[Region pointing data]
>>>

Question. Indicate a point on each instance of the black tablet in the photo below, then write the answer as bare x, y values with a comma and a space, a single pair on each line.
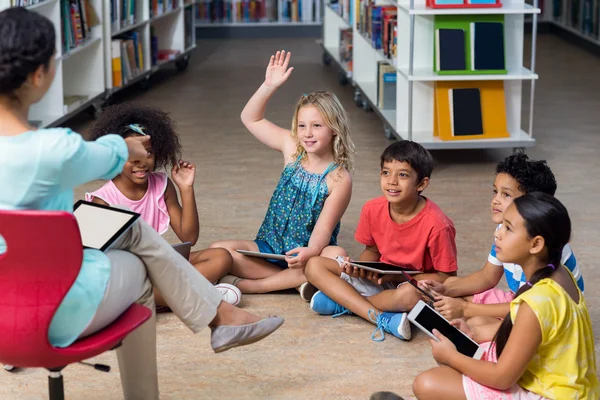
101, 226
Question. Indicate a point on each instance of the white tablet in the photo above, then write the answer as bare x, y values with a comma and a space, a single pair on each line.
268, 256
101, 226
380, 267
427, 319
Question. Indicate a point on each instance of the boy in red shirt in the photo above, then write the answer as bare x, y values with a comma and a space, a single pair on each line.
402, 228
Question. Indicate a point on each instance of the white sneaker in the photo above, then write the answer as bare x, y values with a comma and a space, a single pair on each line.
229, 293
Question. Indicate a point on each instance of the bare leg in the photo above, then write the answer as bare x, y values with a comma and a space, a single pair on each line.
439, 383
213, 264
402, 299
324, 273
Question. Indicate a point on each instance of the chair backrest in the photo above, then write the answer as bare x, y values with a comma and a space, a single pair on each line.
42, 259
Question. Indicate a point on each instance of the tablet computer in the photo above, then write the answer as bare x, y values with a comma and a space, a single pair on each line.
269, 256
380, 267
427, 319
101, 226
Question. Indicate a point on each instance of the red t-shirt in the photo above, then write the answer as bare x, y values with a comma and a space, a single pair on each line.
426, 242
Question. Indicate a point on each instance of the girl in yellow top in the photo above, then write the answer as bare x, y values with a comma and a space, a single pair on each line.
544, 349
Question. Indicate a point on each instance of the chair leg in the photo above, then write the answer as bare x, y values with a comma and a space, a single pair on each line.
55, 384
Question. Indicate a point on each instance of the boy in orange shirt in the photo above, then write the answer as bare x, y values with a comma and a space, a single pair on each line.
402, 228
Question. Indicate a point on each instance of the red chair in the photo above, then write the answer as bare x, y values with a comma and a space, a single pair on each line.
42, 259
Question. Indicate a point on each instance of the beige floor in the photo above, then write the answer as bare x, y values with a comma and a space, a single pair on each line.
311, 356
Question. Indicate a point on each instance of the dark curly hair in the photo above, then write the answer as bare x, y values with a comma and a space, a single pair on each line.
532, 176
27, 41
157, 124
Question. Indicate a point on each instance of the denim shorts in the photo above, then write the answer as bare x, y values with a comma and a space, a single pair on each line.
264, 247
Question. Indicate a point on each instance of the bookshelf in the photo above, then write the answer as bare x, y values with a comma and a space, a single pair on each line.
337, 39
84, 68
145, 36
579, 18
257, 13
413, 114
79, 81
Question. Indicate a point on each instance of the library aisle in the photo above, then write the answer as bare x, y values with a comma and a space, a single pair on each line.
312, 356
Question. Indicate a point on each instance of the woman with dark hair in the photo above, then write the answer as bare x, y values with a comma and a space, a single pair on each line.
39, 170
544, 348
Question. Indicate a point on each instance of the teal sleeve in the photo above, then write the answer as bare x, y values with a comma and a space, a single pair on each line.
75, 161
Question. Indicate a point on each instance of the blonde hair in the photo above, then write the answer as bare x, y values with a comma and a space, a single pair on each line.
336, 119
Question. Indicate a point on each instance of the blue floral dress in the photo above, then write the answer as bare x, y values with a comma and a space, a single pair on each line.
295, 208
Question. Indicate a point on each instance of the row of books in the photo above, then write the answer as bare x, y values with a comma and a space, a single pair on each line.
346, 48
221, 11
379, 25
469, 44
343, 9
581, 15
125, 12
78, 17
469, 110
127, 54
25, 3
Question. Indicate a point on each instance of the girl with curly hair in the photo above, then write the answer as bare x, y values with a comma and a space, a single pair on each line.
143, 188
314, 190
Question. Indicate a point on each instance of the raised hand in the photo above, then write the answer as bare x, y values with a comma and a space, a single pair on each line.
277, 70
183, 174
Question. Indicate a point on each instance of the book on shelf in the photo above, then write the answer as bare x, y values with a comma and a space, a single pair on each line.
386, 86
469, 44
159, 7
25, 3
379, 25
469, 110
343, 9
127, 57
245, 11
346, 47
78, 17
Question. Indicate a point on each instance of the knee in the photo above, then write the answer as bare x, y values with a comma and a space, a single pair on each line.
408, 295
222, 256
313, 266
333, 252
424, 385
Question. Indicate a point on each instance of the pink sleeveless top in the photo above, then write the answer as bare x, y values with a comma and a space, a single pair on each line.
151, 207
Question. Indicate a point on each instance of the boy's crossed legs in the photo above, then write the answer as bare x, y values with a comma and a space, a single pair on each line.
384, 305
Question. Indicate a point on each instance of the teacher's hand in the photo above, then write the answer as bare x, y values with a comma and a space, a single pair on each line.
138, 147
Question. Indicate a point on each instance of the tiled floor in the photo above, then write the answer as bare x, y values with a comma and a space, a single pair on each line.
311, 356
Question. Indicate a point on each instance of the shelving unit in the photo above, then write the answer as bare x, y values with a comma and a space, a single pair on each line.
173, 32
84, 73
333, 23
582, 21
413, 116
257, 13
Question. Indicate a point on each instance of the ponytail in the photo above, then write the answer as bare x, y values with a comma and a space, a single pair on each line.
547, 217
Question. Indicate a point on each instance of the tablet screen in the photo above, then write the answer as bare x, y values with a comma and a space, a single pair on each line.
99, 225
430, 320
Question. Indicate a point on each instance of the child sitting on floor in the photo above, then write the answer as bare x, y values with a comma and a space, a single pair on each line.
402, 228
544, 347
148, 191
515, 176
313, 192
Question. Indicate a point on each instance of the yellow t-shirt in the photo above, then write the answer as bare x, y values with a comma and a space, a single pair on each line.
564, 367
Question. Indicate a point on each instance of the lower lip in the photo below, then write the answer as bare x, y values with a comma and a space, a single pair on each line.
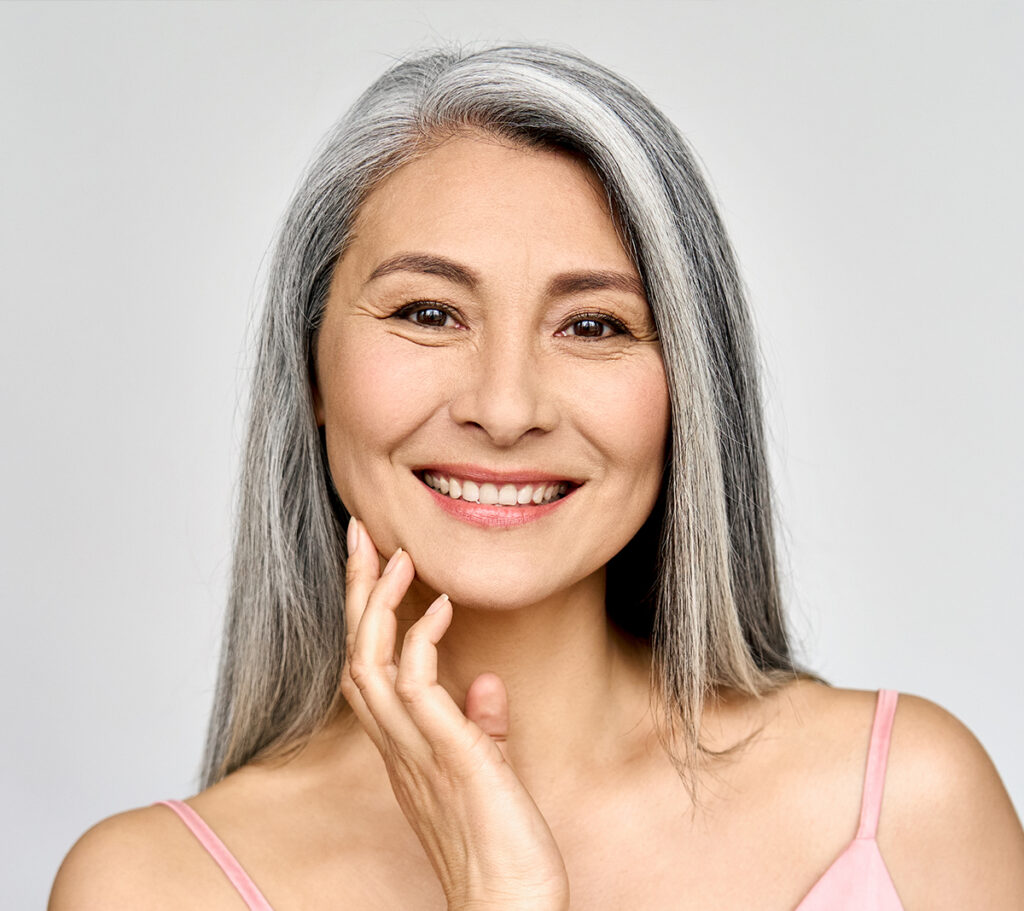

<<<

**What to work on**
With the images excluded, reproduce the data above precisely as written.

**Answer to the exercise**
Question. Indicate a point on each instance of the black tablet in the photo below, then write the answer as bare x, y values with a comma and a space, a single pair on each line.
101, 226
Question. Indicate a point on each instance of the white tablet in the photo above, then write the answer as bare x, y values with a comma and a space, a single pair on each line.
268, 256
101, 226
380, 267
427, 319
Question. Indicate a point on each instance of the boy in red shirt in the photo above, then write the answer as bare x, y values with a comma and a space, a single pair on each line.
402, 228
Question. Indicate a point on each instance of the white sneaker in the photo above, then write the answer as bare x, y values with a comma and a space, a single pair on each line.
229, 293
Question. Indicate a point on each instance of the bare leg in the photo above, then write the answer as bare x, y values with a comma and a space, a single pair on each line.
439, 383
213, 264
402, 299
324, 273
Question. Indicate a point on each instance of the chair backrest in the photo above, then write the answer as bare x, y values with a comma and a space, a single pair on each line.
42, 259
Question. Indicate a point on each instance of the tablet computer in the photo above, then write the answer as bare x, y values with a comma and a space, a single pair on each line.
269, 256
380, 267
427, 319
101, 226
Question. Indicate a point on each instance of the red t-shirt in the photo above, then write the answer as bare x, y values with a comma and a space, a single pair on each line.
426, 242
Question. Indicate a point on each instance of the girl in yellow top in the photo above, then write the answer as bare x, y values with a comma and a space, a single pair on each line.
544, 349
Question. Indicate a point on each instance of the chair leg in the photo above, then write the answer as bare x, y values with a comma and a space, a single pair on each line.
55, 384
Question. Indicate a point on each instance of the boy in orange shirt in the photo above, then write the answer as bare x, y values with a comma and a space, a single pair on each line.
402, 228
Question. Indicate a point on each instance of the red chair in the photo above, then write the answer as bare x, y values with a comma and a space, a single pair on each line.
42, 259
Question. Indicate a point on each instance of the beige floor in the photo above, then write the answer as bare x, y values with a comma and a space, a single pair on each line.
311, 356
Question. Indicate a point on each instance of the dark curly hair in the photo above, then write the answer as bare x, y values with a comma and a space, a single pair on each line.
532, 176
27, 41
157, 124
Question. Indicate a point on each instance of the denim shorts in the photo above, then write the answer as bare x, y values with a comma and a space, a single pair on each line.
264, 247
Question. Indicate a point on each instance of the bookshelf in the photo above, then write the answer as bare x, y values with a comma and a space, a single pair on each line.
337, 39
84, 68
145, 36
579, 18
257, 13
413, 114
79, 81
Question. Indicate a point on each instance of the library aisle in the photo above, then write the answer as bare x, y values with a comma and a space, a single pair on each line.
312, 356
Question. Indicate a point on each instance of the woman with dark hair in the photo above, then write the answer as bare x, y values with a comma and a space, a single pair on each line.
39, 170
544, 348
Question. Indicate a point on each instance of the teal sleeve in the photo above, then write the answer as bare x, y values with a comma and a space, a single pair on each line.
75, 161
Question. Indicate a point on each instance of the blonde hair in the photo above, then write the answer as bare x, y values with a comma and a space, a single pair on each line.
336, 119
Question. Indicate a point on each instance of the blue floral dress in the photo above, then write the answer as bare x, y values with a comma and a space, a single pair on each line.
295, 208
Question. Indicate a point on each instance of the row of books in the photo above, then write the answer as bare x, y values with a comma and a space, a single pair on each line.
346, 48
221, 11
379, 25
469, 44
343, 9
581, 15
125, 12
78, 17
469, 110
127, 54
25, 3
Question. Indicate a point on each instance of the girl with curly hair in the photo above, then write the answer as bare x, y values with a comma and a space, a single pair on each line.
143, 188
314, 190
Question. Indicate a point on each instance of the raised hand in the photo above, then write the answer as bare x, y values with a comma and a space, a single pair on each line.
277, 70
183, 174
Question. Indicate a point on each instance of the book on shelf in the photo above, then write the answer as bare x, y values with a comma and a space, a single pair on each line.
386, 86
469, 44
159, 7
25, 3
379, 25
469, 110
343, 9
127, 57
245, 11
346, 47
78, 17
Question. Indicate a point on each instance of the knee in the photo above, then write the answer as bare x, y values with a comma and a space, a single pair on each line.
408, 295
222, 256
313, 266
333, 252
424, 385
Question. Indicate a point on each instance of the pink sleeveless top in the photo above, then write the answer as bare x, y values with a comma and a space, a single pair on each line.
151, 207
Question. Indicate a point on each instance of the boy's crossed legs in the photo above, then write the answer as bare x, y values with a comma and a space, a single pair on each line.
384, 305
Question. Indicate a point on each instance of the teacher's hand in the photo above, then write the answer as bare x, y values with a comma and a space, a single pair on each line.
138, 147
Question. Indicate a point on each instance of the tiled floor in the photo above, then write the answer as bare x, y values with a comma and a space, a single pair on each line.
311, 356
Question. Indicate a point on each instance of the shelving unit in the photo above, then write the answer as bare x, y values with a comma and a space, a single pair on each line.
173, 32
84, 73
333, 23
582, 21
413, 116
257, 13
Question. Indicate a point on each instance of the ponytail in the photo above, then write the answer as bare x, y values with a comma and a space, a single pair on each line.
547, 217
Question. Indicate a point on each instance of the tablet screen in the photo above, then write the answer as bare x, y values with a comma and a space, a single pair on each line.
99, 225
430, 320
Question. Indicate a point on each instance of the child sitting on floor in the photo above, then write the answer as bare x, y values with a comma and a space, a single pair on each line.
402, 228
544, 347
148, 191
515, 176
313, 192
Question. Indicate a point on each instance of the yellow t-shirt in the photo above, then write the answer as bare x, y values with a comma and a space, a single pair on each line.
564, 367
Question. Indicate a point on each instance of the lower lip in the photo below, then write the answer as bare x, y values with a comma and a space, a single pair on each line.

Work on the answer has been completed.